— start of TEXT SEGMENT —

So BC = sin${\frac{\pi}{4}}$$\bigl($${\frac{1+\sqrt3}{6\sqrt 2}}$$\bigr)^{-1}_{}$ = ${\frac{3}{1+\sqrt3}}$ = ${\frac{3}{2}}$($\sqrt{3}$ - 1),
and AC = sin${\frac{\pi}{6}}$$\bigl($${\frac{1+\sqrt3}{6\sqrt 2}}$$\bigr)^{-1}_{}$ = ${\frac{3\sqrt 2}{1+\sqrt3}}$ = ${\frac{3}{2}}$$\sqrt{2}$($\sqrt{3}$ - 1).

(c)

$${\frac{1}{1-\cos x}}$$ - $${\frac{\cos x}{1+\cos x}}$$ = $${\frac{1+\cos x}{1-\cos^2 x}}$$ - $${\frac{\cos x (1-\cos x)}{1-\cos^2 x}}$$ = $${\frac{1 + \cos^2 x}{\sin^2 x}}$$.
But 2csc²x - 1 = $${\frac{2 - \sin^2 x}{\sin^2 x}}$$ = $${\frac{1 + (1 - \sin^2 x)}{\sin^2 x}}$$ which reduces to the same thing.

(d)

The expression sin 7xcos 2x - cos 7xsin 2x can be written as the sin of an angle sum as follows.

— end of TEXT SEGMENT —
— start of SUPPLIED INFORMATION —

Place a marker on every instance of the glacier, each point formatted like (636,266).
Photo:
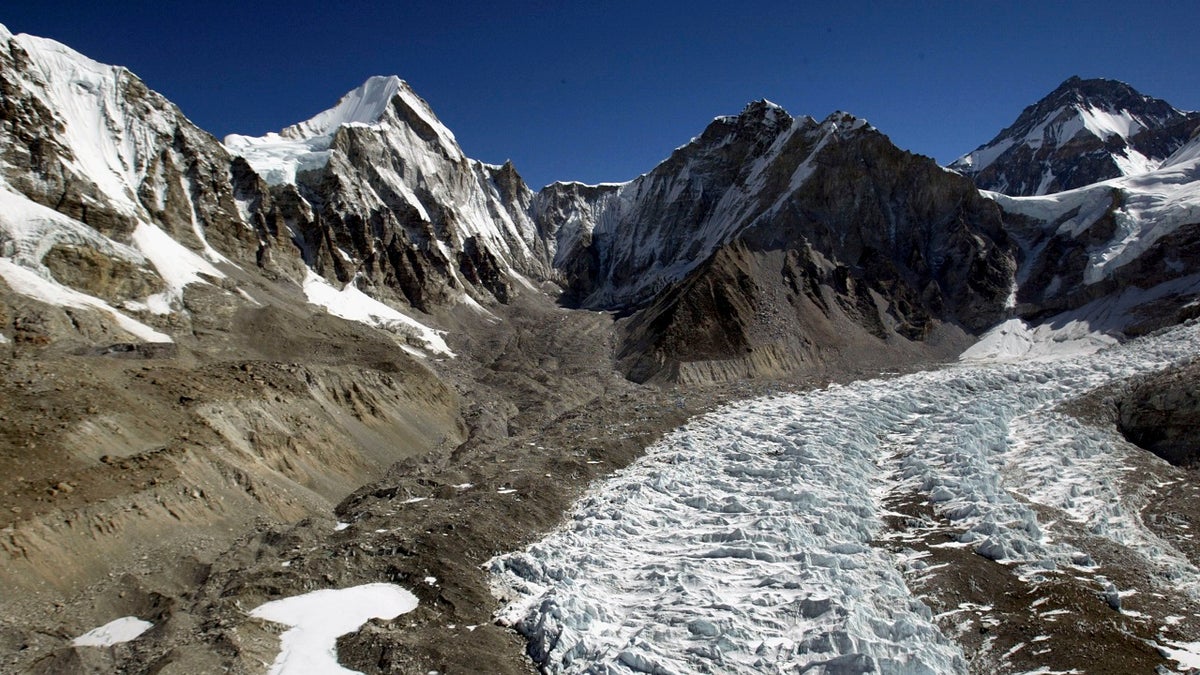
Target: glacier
(748,541)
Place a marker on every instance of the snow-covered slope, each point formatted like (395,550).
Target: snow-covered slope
(768,239)
(111,197)
(114,203)
(652,231)
(1083,132)
(1121,255)
(403,207)
(755,539)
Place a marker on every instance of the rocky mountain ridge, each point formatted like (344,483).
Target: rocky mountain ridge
(1083,132)
(205,342)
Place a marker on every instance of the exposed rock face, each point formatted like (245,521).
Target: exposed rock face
(1162,414)
(1119,255)
(95,144)
(763,211)
(377,189)
(1083,132)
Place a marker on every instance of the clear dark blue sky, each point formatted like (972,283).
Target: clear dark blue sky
(603,91)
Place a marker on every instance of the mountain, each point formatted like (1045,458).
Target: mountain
(772,244)
(346,353)
(1083,132)
(376,189)
(1117,256)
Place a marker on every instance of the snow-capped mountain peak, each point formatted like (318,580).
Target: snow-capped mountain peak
(1084,131)
(379,101)
(363,105)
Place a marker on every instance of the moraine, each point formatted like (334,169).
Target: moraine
(748,541)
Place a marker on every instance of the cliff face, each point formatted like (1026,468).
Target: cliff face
(1083,132)
(763,213)
(377,190)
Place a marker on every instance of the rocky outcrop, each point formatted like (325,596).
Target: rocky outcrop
(1162,414)
(769,244)
(1120,255)
(377,191)
(1083,132)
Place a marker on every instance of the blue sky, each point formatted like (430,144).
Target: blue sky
(601,91)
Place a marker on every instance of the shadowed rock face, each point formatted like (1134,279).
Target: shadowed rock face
(1162,414)
(1050,148)
(768,242)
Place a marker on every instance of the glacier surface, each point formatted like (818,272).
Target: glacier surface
(745,542)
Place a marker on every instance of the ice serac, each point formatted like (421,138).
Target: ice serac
(771,243)
(1083,132)
(377,190)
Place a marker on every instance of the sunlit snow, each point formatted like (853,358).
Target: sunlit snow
(30,284)
(744,542)
(318,619)
(352,304)
(113,633)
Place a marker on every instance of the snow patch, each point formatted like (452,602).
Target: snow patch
(28,282)
(115,632)
(1017,340)
(316,620)
(352,304)
(743,542)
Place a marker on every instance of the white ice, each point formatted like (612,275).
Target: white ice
(28,282)
(115,632)
(744,541)
(352,304)
(318,619)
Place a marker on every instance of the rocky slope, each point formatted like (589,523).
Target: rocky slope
(208,348)
(771,244)
(377,190)
(166,382)
(1083,132)
(1117,256)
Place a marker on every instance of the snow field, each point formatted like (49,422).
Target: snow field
(115,632)
(352,304)
(742,543)
(317,619)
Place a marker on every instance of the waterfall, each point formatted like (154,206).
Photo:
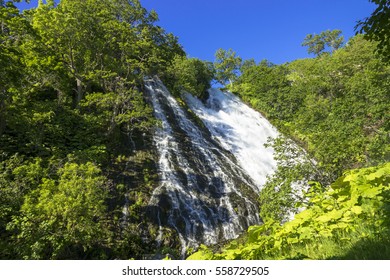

— end of SUPPLIED INFORMATION —

*REQUIRED TASKS*
(a) Answer these questions from the worked trigonometry solutions:
(i) What simplified value is given for AC?
(ii) In part (c), what single fraction does 1/(1 − cos x) − cos x/(1 + cos x) reduce to?
(b) Carry the worked trigonometry solutions on from the point where they stop.

*ANSWERS FOR THE TASKS*
(a)
(i) AC = (3/2)√2(√3 − 1)
(ii) (1 + cos²x)/sin²x

(b)
sin 7xcos 2x - cos 7xsin 2x = sin 7xcos(-2x) + cos 7xsin(-2x) = sin(7x - 2x) = sin 5x.

(e)

In the trigonometric equation sinxcos 2x - cosxsin 2x = ${\frac{\sqrt 3}{2}}$, the LHS can be expressed differently, as sinxcos(-2x) + cosxsin(-2x) = sin(x - 2x) = sin(-x).
But we know that ${\frac{\sqrt 3}{2}}$ = sin${\frac{\pi}{3}}$ = sin${\frac{2\pi}{3}}$.
Hence it could be that x is -${\frac{\pi}{3}}$ or -${\frac{2\pi}{3}}$. Other possible values for x are obtained by adding 2$\pi$ to these.
All solutions for x are thus the values (2k - ${\frac{1}{3}}$)$\pi$ and (2k - ${\frac{2}{3}}$)$\pi$, where k may be any integer.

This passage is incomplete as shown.